◆ **Exercises to complete**:
• 1. List each distinct reference number cited in the passage on the PanCan model's performance in SSNs.
• 2. Pick up the passage on the PanCan model's performance in SSNs and continue it from its final sentence.

◆ **Provided text**:
The PanCan model performed well in our baseline SSNs, with good discrimination and no evidence of miscalibration, although limited by the small sample size. Estimated risk was significantly higher in the baseline SSNs found to be cancer vs those not found to be cancer on 2–6 years of follow-up. The latter group of SSNs could have been followed safely with CT 2 years after baseline rather than 1 year. The PanCan model could therefore potentially be used to identify low-risk baseline SSNs, which could be followed with less frequent CT follow-up. Recommendations for follow-up, often annual for 3 years or longer after an initial 3-month CT examination to determine persistence, have largely been based on the SSN size and non-solid/part-solid type,1,5 although the use of the PanCan model to inform management has also been suggested in more recent guidelines.7 Owing to the long duration of follow-up required, the use of a risk prediction model such as the PanCan model to identify SSNs that could undergo less intense follow-up could reduce the cost of follow-up and radiation exposure. The selection of an appropriate risk threshold to define a low-risk SSN is complex and requires considerations of sensitivity and specificity and is outside the scope of this study. Further external validation of the PanCan model and investigation of risk stratification to inform nodule management should be conducted in larger cohorts of SSNs with longer follow-up periods. Furthermore, since guidelines often recommend initial short-term follow-up at 3 months,1,5,7 the application of the PanCan model specifically in SSNs persistent at 3 months may warrant closer evaluation, as these SSNs are the ones which require consideration for long-term follow-up.

Stored items:

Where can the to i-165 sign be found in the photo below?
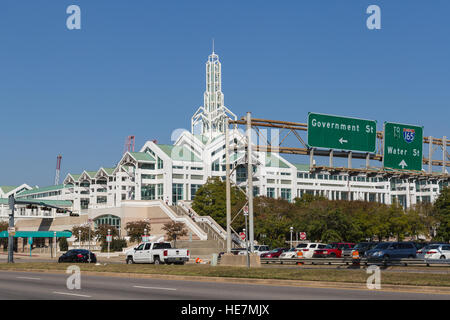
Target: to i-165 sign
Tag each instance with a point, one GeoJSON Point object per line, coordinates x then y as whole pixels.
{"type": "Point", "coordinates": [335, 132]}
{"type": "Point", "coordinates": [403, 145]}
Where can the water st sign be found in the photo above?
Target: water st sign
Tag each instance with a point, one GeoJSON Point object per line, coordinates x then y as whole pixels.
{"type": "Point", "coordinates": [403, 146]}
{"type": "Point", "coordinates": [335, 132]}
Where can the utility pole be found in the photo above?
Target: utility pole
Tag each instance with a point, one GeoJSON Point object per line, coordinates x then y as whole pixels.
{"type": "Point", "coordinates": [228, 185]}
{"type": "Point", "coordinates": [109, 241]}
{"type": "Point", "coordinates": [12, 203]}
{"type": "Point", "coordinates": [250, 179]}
==
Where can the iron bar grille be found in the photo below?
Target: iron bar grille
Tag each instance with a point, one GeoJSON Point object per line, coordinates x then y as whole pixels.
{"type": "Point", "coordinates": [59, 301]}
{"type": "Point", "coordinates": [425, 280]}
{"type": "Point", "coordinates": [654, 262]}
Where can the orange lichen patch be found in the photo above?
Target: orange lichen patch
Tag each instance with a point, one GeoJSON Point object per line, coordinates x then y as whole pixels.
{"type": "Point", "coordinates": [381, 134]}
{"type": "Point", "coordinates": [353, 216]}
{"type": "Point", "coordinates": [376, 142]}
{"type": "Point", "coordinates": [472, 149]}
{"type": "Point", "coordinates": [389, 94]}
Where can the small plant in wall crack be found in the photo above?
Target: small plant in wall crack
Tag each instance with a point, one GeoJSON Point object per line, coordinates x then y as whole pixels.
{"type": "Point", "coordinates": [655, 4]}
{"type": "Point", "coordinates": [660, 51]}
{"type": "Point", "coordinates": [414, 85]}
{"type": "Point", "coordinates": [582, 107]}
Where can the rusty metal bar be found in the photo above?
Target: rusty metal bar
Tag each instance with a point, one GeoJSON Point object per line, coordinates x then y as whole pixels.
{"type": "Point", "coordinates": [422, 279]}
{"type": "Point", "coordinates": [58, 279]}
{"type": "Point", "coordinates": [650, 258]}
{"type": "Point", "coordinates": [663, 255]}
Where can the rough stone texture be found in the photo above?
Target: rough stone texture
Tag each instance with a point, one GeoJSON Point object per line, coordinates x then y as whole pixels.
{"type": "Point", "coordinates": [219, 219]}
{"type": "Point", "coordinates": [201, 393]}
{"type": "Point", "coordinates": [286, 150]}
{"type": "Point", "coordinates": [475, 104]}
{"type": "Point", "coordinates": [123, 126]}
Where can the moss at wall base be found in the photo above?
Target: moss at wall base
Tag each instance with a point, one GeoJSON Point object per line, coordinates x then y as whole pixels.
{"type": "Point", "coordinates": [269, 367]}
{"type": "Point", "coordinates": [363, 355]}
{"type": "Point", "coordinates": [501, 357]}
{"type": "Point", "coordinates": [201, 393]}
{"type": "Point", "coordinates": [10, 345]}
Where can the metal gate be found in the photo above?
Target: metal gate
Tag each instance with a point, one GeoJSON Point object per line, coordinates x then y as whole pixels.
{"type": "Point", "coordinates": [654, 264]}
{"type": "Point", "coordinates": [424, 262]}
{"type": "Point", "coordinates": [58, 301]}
--
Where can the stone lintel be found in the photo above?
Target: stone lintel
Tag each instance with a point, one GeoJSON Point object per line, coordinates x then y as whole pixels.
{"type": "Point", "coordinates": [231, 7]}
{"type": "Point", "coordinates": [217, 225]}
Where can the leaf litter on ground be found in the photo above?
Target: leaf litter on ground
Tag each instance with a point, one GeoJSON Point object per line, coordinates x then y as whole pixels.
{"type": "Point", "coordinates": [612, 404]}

◆ **Per-task answers**:
• 1. 1, 5, 7

• 2.
In our study, we observed all incidence scan SSNs resolved by 3 years, and all cancers were from baseline SSNs. Yankelevitz et al12 and Lee et al14 also found that incidence scan SSNs were more frequently transient than baseline SSNs. We hypothesize that SSNs present at baseline often represent longstanding lesions, such as entities in the spectrum of lung adenocarcinoma, which are likely to persist. In contrast, SSNs first arising on incidence scans are newer lesions and have a greater chance of being transient infectious or inflammatory lesions.
This study had a number of limitations. Firstly, our study had a relatively small sample size. Secondly, while some SSNs were followed for beyond 5 years, the minimum follow-up period was 2 years (unless the SSN resolved or was resected). A longer minimum follow-up period may have allowed for further detection of growth in more slowly growing lesions. Thirdly, only suspicious lesions for cancer were biopsied, and thus the histological identity of most SSNs was not determined.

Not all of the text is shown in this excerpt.